* [Your goal] Where "clear" appears in a line of the entries below, that line should be copied.
Record set: Begin
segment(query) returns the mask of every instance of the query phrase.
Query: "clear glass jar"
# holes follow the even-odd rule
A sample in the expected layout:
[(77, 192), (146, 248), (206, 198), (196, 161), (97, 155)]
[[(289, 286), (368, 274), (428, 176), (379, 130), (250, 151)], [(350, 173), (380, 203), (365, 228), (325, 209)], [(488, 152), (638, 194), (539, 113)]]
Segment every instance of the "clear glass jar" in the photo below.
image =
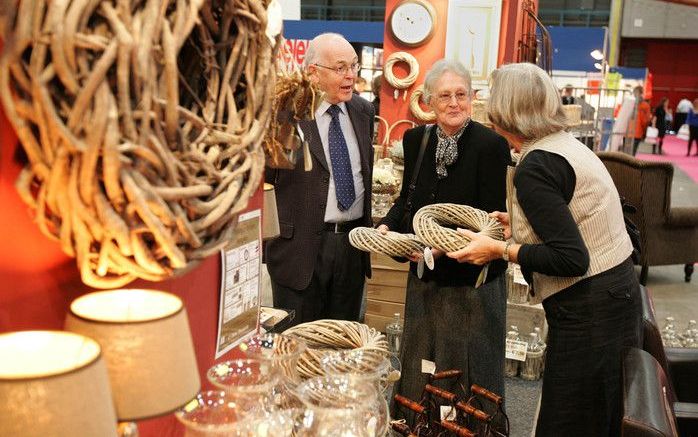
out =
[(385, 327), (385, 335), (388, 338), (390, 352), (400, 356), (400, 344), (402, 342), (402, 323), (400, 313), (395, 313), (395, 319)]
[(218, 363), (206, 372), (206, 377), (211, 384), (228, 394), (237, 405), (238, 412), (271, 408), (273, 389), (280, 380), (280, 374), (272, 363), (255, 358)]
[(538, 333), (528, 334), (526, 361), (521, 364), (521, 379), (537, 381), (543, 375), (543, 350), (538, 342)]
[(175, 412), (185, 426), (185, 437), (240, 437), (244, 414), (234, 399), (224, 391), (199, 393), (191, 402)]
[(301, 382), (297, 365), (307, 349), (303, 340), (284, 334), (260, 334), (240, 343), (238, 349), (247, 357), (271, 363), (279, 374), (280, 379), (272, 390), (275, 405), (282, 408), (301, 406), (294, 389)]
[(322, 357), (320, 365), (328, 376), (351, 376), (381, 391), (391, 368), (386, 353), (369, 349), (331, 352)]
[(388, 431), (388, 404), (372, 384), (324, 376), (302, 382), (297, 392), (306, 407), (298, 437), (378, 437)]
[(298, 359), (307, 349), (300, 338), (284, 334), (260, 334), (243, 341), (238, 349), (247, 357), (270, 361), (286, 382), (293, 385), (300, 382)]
Record set: End
Record set: Begin
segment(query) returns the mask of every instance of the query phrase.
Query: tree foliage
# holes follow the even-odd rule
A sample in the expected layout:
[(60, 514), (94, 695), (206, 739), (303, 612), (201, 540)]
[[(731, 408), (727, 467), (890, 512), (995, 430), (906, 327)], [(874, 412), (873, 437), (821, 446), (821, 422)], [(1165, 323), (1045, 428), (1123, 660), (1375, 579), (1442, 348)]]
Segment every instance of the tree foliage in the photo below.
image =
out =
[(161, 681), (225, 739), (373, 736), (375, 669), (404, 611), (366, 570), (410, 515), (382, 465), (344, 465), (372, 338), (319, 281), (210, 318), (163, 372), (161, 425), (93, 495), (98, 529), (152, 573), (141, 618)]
Record set: End
Record set: Begin
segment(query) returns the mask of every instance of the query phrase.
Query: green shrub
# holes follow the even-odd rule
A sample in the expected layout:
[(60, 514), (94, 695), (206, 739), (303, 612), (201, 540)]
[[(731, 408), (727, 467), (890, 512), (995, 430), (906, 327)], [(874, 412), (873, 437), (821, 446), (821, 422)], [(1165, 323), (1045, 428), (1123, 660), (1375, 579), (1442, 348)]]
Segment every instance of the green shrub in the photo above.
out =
Record set: End
* [Expected answer]
Query: "clear glass jar"
Segment every instance of the "clear glass jar" in the photo below.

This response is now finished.